▶ [WHAT THE EXERCISE ASKS]: Extend the forum thread below on prostate cancer treatment choices, picking up right after its final sentence.

KJMinPhx profile image
KJMinPhx in reply to Patrick-Turner

Patrick, you are an interesting guy, thanks for the post.

KJMinPhx profile image

Appreciate the thought and you are right. I will ask a lot of questions of the RO. I work full time and I don’t relish the idea of going daily for so many weeks. Will post my decision after I see the RO.

dadzone43 profile image

Exactly the basis for my initial decision to have surgery. Working full-time and 40 sessions of RT were incompatible, especially since the expected outcomes were equivalent for RP and RT.

The RO suggested RT preceded by "hormone therapy" as being both Standard of Care and with "significant survival benefits." I pushed back: how much survival benefits? "Well we don't know because the study is not completed." After my RP, the MO and RO said, "well the tumor margins were a little iffy and we think that salvage RT + ADT are Standard of Care with "significant survival benefits." How much benefits? What am I going to get in exchange for memory loss, brain fog, brittle bones, boobs, muscle loss, libido loss, depression and fatigue? The studies had been completed but they could not give me a meaningful answer. Basically, statistically an average six months. "And a few adjustments in Activities of Daily Living will take care of the side effects."

[I am getting a little long-winded here but I am passionate about this aspect of treatment.]

Basically I told my physicians -- I am also a physician -- I greatly respect what they do but they are about only one metric -- survival -- and that is fine but it in no way accounts for Quality of Life decisions which are mine to make. I suppose we agreed to disagree.

I am now 14 months post-op with non-detectable PSA. That could change; I could change my mind. It is hard to resist authority and greater expertise. It is scary, too.

Don_1213 profile image
Don_1213 in reply to dadzone43

I've yet to meet an oncologist who is upfront about the undesirable side effects of ADT. And it's not easy to find a really authoritative study of the life extension provided by ADT (a double-blind study) adjunct and followup treatment.

The QOL issues seem to be glossed over or simply ignored. It's all about getting another week of survival - discounting the cost to the patient in QOL to get that week.

▶ [DATA RECORDS]:

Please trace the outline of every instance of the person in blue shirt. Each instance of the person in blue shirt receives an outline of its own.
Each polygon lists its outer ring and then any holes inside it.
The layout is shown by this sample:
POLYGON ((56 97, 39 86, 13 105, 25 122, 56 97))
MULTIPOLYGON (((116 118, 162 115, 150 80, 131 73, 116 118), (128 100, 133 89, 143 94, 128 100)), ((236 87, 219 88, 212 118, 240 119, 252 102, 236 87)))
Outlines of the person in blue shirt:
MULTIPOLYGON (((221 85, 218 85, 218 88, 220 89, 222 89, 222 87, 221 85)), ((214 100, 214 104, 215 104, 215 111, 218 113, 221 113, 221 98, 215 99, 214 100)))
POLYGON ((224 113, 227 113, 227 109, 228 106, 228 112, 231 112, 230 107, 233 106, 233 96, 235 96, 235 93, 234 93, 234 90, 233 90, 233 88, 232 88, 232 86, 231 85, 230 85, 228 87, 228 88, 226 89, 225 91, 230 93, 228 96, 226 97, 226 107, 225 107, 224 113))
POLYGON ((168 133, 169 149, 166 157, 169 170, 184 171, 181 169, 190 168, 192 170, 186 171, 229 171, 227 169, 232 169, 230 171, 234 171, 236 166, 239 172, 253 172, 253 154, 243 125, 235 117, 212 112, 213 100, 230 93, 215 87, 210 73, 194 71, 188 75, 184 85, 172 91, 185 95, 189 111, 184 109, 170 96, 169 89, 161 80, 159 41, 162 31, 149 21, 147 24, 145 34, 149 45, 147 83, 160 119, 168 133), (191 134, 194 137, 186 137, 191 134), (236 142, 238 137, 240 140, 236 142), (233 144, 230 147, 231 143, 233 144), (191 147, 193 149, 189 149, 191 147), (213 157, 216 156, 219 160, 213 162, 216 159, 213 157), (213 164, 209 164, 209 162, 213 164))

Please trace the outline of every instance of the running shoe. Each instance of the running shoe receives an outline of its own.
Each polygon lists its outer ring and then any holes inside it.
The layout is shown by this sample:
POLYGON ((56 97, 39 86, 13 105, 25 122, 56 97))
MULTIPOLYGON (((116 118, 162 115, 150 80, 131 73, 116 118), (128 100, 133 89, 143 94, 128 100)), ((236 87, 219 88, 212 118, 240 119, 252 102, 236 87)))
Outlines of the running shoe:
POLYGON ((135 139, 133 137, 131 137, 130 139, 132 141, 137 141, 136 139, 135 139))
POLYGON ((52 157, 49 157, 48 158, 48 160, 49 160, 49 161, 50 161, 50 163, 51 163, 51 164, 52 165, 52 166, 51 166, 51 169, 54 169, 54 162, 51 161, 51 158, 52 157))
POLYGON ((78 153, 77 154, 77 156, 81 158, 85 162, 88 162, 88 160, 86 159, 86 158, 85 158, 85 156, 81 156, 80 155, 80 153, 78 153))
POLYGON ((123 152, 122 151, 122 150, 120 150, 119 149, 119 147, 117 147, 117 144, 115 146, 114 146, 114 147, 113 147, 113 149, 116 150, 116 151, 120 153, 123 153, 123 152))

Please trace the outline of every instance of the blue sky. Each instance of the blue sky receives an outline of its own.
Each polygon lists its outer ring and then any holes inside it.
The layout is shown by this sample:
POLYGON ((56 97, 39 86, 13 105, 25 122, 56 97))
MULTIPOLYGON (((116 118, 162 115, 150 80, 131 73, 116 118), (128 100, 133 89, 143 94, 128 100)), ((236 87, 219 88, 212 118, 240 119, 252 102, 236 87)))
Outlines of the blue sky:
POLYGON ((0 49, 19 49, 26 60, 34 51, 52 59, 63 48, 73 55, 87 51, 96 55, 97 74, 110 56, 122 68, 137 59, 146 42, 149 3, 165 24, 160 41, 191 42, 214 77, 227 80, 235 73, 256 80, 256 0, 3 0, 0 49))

▶ [ANSWER TO THIS EXERCISE]:
dadzone43 profile image
dadzone43 in reply to Don_1213

emoji of thumbs up

jfoesq profile image

For what it's worth, a few months after dx 7+ yrs ago, (metPC, with Gleason 9 and PSA in mid-40s,) and after a few months of Luporn treatment, I had prostate surgery along with the removal of over 30 lymph nodes. I was 54 and otherwise healthy, so I was willing to risk having the surgery. Only one of the lymph nodes was dirty. The surgery was "open" and it was a painful recovery. I was fortunate to have had very minor incontinence for a few weeks, and following that my urinary control is pretty close to 100%. A big cough or belly laugh might result in leakage of a few drops, but I almost always "catch it" in time before it gets released. I have never leaked enough that I had to change my underware. I have no idea if removal of either the lymph nodes or the prostate have helped me to be alive 7 yrs later, but I believe/think there is recent evidence indicating a benefit for those who get the prostate removed. I don't know about whether that runs true for removal of the lymph nodes.

Chugach profile image

Kill the cancer where you can - if you can reduce the cancer burden I would. Ive done 4 rounds of radiation- a couple spots I have not radiated because of their location- but addressing those with other tools. My 2c

skiland profile image

It is beyond illogical. If you already have retroperitoneal involvement then it is too late. The prostate bed and periinguinal nodes should have been radiated after your prostatecomy. The nodes do not drain down but up. I am in same situation where after having a lousy robotic prostatectomy(if someone wants to know from who can contact me) and I though everything was fine but then several years later I read the operative note and it said that there was probably some tumor left. I then had radiation but instead of them radiating not only the prostate bed they should have also radiated the peri inguinal nodes. My take away is that you have to really question and ask at each step and think yourself if it is logical or not. I will be getting the LU-177 and I think that is what you should consider!